**MATERIALS PROVIDED**

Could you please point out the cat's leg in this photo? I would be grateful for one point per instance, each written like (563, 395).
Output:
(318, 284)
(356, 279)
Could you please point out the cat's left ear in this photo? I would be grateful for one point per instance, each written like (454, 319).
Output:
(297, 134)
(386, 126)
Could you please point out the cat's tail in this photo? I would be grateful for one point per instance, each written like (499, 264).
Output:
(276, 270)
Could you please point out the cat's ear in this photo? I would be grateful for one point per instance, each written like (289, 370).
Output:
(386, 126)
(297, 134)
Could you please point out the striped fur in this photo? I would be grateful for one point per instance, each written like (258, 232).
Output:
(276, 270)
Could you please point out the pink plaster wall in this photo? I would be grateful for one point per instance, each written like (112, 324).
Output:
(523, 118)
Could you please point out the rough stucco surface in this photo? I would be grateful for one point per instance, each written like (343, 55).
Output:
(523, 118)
...
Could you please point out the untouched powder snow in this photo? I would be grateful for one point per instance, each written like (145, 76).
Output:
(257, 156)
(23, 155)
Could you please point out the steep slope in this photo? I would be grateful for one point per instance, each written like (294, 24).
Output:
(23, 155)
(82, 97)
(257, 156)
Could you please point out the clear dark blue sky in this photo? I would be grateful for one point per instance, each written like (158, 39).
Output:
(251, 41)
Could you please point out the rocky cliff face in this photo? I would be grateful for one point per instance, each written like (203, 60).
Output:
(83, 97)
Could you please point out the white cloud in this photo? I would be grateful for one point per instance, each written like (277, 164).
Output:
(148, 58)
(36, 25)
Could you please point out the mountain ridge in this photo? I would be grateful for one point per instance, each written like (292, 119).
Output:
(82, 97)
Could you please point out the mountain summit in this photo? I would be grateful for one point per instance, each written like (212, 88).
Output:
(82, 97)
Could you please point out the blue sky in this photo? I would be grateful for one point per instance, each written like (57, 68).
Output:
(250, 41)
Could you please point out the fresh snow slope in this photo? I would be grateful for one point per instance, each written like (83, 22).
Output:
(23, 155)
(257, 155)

**DESCRIPTION OF THE TASK**
Using the material above, transcribe exactly the lines from the line with "Could you please point out the mountain ridge" to the line with "Could you please point out the blue"; both count, and nothing else goes in.

**WRITTEN RESPONSE**
Could you please point out the mountain ridge in this photo? I would be grateful for one point per instance, each written like (292, 119).
Output:
(82, 97)
Could you please point out the mountain summit in this photo? I would be grateful for one point per instance, each written like (212, 88).
Output:
(82, 97)
Could you please point out the blue sky in this photo? I would be grateful for one point per instance, each written like (57, 68).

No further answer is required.